**Work item:** Your task is to give the records again exactly. Leave each picture out.

-- Data to process follows --

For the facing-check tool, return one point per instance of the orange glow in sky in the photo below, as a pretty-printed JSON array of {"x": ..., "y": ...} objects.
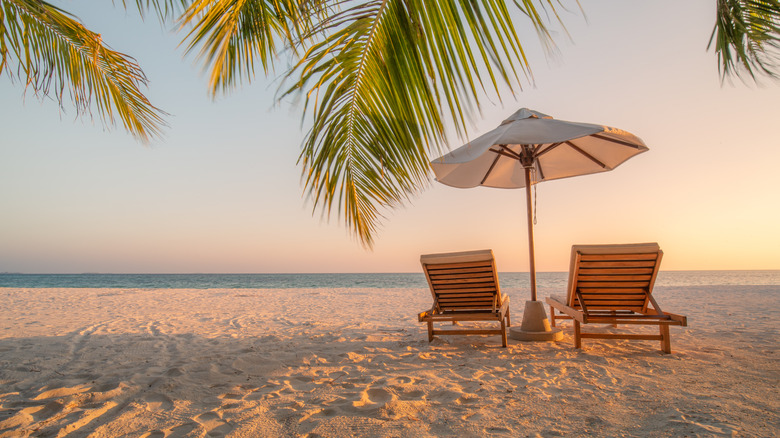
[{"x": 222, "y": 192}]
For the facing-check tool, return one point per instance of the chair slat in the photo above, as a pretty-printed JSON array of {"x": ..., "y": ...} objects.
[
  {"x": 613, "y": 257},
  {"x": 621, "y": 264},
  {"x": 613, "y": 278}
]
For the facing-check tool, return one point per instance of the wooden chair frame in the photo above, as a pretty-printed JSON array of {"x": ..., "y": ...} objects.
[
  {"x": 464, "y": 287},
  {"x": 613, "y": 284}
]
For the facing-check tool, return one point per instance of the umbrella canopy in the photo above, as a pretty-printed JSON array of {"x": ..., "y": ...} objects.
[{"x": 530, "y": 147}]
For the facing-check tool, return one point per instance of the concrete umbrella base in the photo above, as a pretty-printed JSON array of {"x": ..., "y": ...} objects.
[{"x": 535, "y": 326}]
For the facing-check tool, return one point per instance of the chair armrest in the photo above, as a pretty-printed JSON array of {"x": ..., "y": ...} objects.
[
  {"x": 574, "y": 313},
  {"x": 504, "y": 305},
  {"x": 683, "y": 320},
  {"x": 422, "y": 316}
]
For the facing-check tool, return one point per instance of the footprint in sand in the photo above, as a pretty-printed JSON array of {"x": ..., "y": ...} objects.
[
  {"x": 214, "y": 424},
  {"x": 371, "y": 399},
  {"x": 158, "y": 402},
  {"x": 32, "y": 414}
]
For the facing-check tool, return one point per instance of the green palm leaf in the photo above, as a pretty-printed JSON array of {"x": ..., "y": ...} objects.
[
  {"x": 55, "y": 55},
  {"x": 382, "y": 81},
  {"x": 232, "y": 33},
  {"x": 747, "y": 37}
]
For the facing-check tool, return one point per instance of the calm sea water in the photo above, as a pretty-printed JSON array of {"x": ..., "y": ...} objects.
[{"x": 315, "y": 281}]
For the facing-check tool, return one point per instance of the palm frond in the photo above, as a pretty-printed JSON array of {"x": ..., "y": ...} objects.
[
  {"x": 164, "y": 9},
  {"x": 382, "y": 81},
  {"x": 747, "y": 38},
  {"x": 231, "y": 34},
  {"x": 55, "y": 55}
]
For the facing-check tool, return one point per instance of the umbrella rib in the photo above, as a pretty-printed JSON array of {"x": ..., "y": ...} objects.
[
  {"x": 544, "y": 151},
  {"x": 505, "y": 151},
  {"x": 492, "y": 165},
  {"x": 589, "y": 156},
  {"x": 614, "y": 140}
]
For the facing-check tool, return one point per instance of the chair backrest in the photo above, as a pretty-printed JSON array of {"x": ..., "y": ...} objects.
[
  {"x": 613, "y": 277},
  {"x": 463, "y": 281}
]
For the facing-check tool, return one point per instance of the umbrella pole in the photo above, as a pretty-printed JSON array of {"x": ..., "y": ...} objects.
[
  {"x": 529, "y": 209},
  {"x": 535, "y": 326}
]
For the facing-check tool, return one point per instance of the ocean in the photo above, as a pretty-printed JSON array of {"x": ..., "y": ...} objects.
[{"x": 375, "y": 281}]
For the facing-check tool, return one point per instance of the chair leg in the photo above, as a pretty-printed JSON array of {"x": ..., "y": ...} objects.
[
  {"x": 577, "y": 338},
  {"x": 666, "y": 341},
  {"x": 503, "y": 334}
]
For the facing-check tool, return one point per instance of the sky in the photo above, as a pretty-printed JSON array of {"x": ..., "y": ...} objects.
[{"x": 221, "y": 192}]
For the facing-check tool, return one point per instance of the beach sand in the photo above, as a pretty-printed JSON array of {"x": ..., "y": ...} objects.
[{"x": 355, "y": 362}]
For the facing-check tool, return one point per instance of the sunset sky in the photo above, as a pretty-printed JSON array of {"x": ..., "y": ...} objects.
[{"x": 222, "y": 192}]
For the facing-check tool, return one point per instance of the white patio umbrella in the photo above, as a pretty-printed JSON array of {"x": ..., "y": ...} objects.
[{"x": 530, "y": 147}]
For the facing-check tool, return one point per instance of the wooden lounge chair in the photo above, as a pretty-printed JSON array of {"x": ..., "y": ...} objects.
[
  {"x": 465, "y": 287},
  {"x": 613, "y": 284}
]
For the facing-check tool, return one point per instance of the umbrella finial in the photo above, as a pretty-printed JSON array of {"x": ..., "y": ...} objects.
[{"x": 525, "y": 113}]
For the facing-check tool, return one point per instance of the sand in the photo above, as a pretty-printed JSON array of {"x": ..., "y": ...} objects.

-- Data to process concluded --

**Solution to this task:**
For the facing-check tool, return one point per instance of the orange glow in sky in the photo below, as a pretty-printed JSON array of {"x": ..., "y": ...} objects.
[{"x": 222, "y": 192}]
For the facing-check tool, return one point per instance of the chair slat in the photo above, as a pretty-printed JSON array of {"x": ..., "y": ...} objects.
[
  {"x": 613, "y": 257},
  {"x": 621, "y": 264},
  {"x": 613, "y": 278}
]
For the facing-check tool, return one point per instance of the wooden chair frame in the photo above, as a pretty-printed JSON array of {"x": ..., "y": ...} objects.
[
  {"x": 464, "y": 287},
  {"x": 613, "y": 284}
]
For the facing-check tool, return one point per instance of the umbrella canopy in the photo above, as a pretty-printed JSON array of {"x": ..., "y": ...} objects.
[{"x": 530, "y": 147}]
For the facing-check tool, return one point per instance of the concrete umbrella base in the photo above, as a pretty-printed JSON array of {"x": ..., "y": ...} objects.
[{"x": 535, "y": 326}]
For the facing-check tool, return one point per instance of the chair armrest in the photo above, as a pretty-printed JSON array of {"x": ..., "y": ...} objects.
[
  {"x": 574, "y": 313},
  {"x": 504, "y": 305},
  {"x": 683, "y": 320},
  {"x": 422, "y": 316}
]
For the facing-check tool, return one point per instance of the footprint in sand in the photo above, as a pretty-printed JSON array of {"x": ..., "y": ...} objects.
[
  {"x": 214, "y": 424},
  {"x": 371, "y": 399},
  {"x": 158, "y": 402},
  {"x": 32, "y": 414}
]
For the facing-check tool, return one point per instance of the green palm leaf in the photo above, as a pretty-printed JSON array of {"x": ..., "y": ...} objects.
[
  {"x": 55, "y": 55},
  {"x": 382, "y": 81},
  {"x": 232, "y": 33},
  {"x": 747, "y": 37}
]
For the facing-check tool, return one point per instance of the calm sea water in the photo above, as a pretty-printed JSON array of {"x": ..., "y": ...} objects.
[{"x": 315, "y": 281}]
For the facing-check tool, return one point per instance of the palm frond in the photo above, as a pretty-printed JSON array of {"x": ..., "y": ...} objects.
[
  {"x": 164, "y": 9},
  {"x": 382, "y": 81},
  {"x": 747, "y": 38},
  {"x": 231, "y": 34},
  {"x": 55, "y": 55}
]
For the facing-check tool, return one point per instance of the umbrella rib in the photo above, as a pretty-printed JSON array of {"x": ..., "y": ...} objects.
[
  {"x": 544, "y": 151},
  {"x": 505, "y": 151},
  {"x": 492, "y": 165},
  {"x": 589, "y": 156},
  {"x": 614, "y": 140}
]
For the facing-check tool, return one point per instance of the chair backrest in the photo above, as a pretty-printed JSON array of {"x": ..., "y": ...} objects.
[
  {"x": 613, "y": 277},
  {"x": 463, "y": 281}
]
For the facing-check tool, return one point per instance of the umbrella pole in the photo above, as a pretty-printed JSON array of {"x": ..., "y": ...} objects.
[
  {"x": 529, "y": 209},
  {"x": 535, "y": 326}
]
For the facing-check tool, return one point per instance of the ocean in the photo above, as a pretty-printed JSON array of {"x": ..., "y": ...} objects.
[{"x": 375, "y": 281}]
For the facing-check tool, return one point per instance of the chair leg in the photo above, as a pretty-printed JSON array of {"x": ..., "y": ...} objects.
[
  {"x": 577, "y": 338},
  {"x": 666, "y": 341},
  {"x": 503, "y": 334}
]
For the facing-check tool, return one point per instance of the sky in the photo above, as a pretty-printed JSON array of {"x": ..., "y": ...} objects.
[{"x": 221, "y": 192}]
For the facing-check tool, return one point per instance of the beach sand in the photo above, as a pretty-printed JSON array of {"x": ..., "y": ...} objects.
[{"x": 355, "y": 362}]
For the facing-check tool, return one point per instance of the sunset sky in the photo above, as a pretty-printed JSON array of {"x": ..., "y": ...} objects.
[{"x": 222, "y": 192}]
For the facing-check tool, return one point per instance of the white patio umbrella in the photo above, as a pretty-printed JSON array of {"x": ..., "y": ...} objects.
[{"x": 530, "y": 147}]
For the facing-check tool, return one point per instance of the wooden lounge chair in the photo above, as a pretty-printed JSON array of {"x": ..., "y": ...} objects.
[
  {"x": 465, "y": 287},
  {"x": 613, "y": 284}
]
For the facing-check tool, return one point per instance of the umbrella finial in the photo above, as a pretty-printed JSON array of {"x": ..., "y": ...} objects.
[{"x": 525, "y": 113}]
For the facing-check tool, return one point per instance of the sand in the photo above, as a pretty-printed JSON array of {"x": ..., "y": ...} objects.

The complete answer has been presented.